Entries:

---+---

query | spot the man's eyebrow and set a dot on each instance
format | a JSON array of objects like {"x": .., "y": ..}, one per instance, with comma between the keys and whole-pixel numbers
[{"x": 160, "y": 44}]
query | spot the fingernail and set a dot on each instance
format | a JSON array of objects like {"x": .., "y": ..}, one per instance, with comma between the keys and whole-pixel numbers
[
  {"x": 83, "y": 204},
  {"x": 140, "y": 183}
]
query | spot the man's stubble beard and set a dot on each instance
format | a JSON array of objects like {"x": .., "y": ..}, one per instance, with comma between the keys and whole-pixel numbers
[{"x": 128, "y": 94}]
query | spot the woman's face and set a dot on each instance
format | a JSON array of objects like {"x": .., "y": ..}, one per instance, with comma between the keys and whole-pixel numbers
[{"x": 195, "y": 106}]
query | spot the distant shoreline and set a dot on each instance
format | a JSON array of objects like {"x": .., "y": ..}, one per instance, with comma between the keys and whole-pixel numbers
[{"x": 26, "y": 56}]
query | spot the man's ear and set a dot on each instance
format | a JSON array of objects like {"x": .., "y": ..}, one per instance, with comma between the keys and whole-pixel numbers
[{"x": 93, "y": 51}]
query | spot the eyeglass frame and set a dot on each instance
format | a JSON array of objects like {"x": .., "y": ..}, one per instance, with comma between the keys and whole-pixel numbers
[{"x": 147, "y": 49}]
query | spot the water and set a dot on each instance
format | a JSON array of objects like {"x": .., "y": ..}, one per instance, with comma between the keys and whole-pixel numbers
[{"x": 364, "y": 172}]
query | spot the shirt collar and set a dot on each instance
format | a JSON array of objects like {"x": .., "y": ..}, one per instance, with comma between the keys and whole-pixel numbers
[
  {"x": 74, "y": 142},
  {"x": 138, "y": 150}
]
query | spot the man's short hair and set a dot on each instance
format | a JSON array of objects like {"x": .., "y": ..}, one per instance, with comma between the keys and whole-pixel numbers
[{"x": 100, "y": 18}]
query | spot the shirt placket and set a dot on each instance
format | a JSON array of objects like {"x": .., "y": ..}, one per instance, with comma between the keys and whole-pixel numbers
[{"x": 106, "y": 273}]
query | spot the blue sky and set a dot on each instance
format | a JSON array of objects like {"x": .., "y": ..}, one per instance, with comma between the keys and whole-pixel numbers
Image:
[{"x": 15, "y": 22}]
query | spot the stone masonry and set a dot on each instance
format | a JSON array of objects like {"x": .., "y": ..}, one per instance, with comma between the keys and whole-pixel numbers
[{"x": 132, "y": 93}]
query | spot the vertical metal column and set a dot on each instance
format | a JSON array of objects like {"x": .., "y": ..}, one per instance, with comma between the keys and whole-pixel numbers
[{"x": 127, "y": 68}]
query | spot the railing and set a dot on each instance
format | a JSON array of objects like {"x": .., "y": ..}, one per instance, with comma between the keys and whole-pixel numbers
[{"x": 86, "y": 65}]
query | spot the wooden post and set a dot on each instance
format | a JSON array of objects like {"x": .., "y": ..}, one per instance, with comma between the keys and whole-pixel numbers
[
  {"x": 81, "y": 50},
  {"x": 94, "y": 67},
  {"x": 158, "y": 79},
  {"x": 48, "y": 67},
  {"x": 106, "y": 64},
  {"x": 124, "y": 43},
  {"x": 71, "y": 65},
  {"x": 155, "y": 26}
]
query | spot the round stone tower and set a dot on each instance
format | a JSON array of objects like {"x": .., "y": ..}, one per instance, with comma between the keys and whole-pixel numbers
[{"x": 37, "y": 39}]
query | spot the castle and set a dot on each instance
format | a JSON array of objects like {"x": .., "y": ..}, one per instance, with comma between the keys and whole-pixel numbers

---+---

Written problem: Rewrite everything from the line containing "query | spot the castle" down to the end of the records above as a numbered list, leaving out any blank lines.

Exercise solution:
1. query | spot the castle and set a dot on each instance
2. format | a JSON array of objects like {"x": .., "y": ..}, one per instance, with comma between the keys and whole-pixel numbers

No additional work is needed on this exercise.